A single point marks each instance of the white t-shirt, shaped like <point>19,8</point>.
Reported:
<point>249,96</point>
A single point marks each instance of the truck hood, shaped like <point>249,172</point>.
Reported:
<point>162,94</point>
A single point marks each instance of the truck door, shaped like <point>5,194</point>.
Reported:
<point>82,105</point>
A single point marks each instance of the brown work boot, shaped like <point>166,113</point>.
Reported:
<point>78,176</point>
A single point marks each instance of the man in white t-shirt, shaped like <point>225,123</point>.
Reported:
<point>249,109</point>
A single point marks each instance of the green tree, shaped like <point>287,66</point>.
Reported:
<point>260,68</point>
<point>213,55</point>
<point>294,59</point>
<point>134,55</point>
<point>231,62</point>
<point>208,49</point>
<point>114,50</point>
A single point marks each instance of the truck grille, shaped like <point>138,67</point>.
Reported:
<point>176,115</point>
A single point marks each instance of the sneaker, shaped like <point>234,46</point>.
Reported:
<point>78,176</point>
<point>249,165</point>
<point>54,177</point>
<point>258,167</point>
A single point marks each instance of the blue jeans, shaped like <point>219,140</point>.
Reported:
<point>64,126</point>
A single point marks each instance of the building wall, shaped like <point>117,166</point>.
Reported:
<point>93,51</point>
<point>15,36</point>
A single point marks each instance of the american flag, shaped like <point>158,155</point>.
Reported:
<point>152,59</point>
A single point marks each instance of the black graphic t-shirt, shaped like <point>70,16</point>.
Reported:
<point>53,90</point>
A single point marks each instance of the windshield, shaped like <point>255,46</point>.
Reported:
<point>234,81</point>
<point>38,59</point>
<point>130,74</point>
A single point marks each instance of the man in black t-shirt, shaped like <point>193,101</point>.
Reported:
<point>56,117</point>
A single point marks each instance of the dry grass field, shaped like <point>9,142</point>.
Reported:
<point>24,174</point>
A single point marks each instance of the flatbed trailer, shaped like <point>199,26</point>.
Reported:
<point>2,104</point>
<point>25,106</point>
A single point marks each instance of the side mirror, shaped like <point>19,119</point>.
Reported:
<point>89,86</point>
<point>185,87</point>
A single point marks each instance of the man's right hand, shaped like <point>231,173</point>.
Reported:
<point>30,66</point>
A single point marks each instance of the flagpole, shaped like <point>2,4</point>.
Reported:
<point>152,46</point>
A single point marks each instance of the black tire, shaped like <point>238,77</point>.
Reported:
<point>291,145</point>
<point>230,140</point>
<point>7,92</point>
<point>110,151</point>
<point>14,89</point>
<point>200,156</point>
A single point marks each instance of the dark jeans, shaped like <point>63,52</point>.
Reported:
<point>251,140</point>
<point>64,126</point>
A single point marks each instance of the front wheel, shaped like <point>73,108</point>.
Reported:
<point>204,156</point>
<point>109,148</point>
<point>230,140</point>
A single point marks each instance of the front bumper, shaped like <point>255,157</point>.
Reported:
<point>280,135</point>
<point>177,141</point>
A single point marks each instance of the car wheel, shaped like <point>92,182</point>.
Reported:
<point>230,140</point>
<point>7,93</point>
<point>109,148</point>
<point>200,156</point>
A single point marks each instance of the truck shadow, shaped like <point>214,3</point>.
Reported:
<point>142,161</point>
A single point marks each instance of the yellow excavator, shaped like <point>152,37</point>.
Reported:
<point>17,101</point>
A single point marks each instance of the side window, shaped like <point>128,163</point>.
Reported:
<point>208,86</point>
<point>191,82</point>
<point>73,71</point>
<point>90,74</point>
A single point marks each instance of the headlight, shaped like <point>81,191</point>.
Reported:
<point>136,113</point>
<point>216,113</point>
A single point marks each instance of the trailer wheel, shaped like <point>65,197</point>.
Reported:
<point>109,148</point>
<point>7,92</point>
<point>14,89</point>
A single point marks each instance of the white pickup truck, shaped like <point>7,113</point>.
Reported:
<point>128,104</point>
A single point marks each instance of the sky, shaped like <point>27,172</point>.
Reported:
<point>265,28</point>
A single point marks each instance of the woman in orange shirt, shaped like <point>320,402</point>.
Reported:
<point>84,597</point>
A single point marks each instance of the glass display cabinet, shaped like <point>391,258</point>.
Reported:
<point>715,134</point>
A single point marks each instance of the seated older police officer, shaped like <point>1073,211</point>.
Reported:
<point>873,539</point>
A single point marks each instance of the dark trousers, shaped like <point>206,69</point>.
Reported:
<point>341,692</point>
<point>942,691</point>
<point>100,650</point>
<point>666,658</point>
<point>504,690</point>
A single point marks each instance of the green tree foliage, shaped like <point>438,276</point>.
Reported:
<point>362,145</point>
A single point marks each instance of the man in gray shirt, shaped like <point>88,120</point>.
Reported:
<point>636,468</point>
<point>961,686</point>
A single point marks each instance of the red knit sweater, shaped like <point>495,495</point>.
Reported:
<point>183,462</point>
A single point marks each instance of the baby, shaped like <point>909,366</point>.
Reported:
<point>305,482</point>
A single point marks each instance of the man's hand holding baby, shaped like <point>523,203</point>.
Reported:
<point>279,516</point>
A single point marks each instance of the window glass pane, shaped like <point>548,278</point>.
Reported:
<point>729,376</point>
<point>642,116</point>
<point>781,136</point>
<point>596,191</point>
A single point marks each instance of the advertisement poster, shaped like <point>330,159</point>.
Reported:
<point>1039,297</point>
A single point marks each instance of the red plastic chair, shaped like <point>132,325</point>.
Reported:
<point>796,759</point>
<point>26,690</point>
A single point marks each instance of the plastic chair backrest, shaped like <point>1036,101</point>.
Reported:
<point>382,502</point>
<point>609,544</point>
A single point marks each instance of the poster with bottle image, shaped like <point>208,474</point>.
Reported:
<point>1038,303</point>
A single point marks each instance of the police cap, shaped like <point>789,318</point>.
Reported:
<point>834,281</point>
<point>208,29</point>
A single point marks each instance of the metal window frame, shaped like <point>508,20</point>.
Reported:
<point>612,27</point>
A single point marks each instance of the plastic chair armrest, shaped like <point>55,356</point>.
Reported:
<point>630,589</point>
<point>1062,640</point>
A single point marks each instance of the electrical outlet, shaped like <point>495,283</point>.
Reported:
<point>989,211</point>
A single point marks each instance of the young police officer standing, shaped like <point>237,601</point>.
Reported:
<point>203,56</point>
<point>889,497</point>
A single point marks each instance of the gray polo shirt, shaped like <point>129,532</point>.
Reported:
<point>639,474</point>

::::

### WHAT YOU SHOULD DO
Repeat precisely the lines of the data starting at the one containing "A single point marks each instance of the metal", last line included.

### RESULT FOR THIS EXERCISE
A single point marks each instance of the metal window frame, shaped like <point>508,20</point>.
Reported:
<point>612,27</point>
A single point marks each instance of the plastic chair armrest, shaped like <point>55,356</point>.
Reported:
<point>630,589</point>
<point>1062,640</point>
A single point marks each instance of the electrical outlet, shaped like <point>495,283</point>.
Reported:
<point>989,211</point>
A single point marks each instance of the young police officer standing, shaped like <point>237,601</point>.
Reported:
<point>203,56</point>
<point>889,497</point>
A single point marks each instance of the gray polo shirt, shaped like <point>129,532</point>.
Reported:
<point>639,474</point>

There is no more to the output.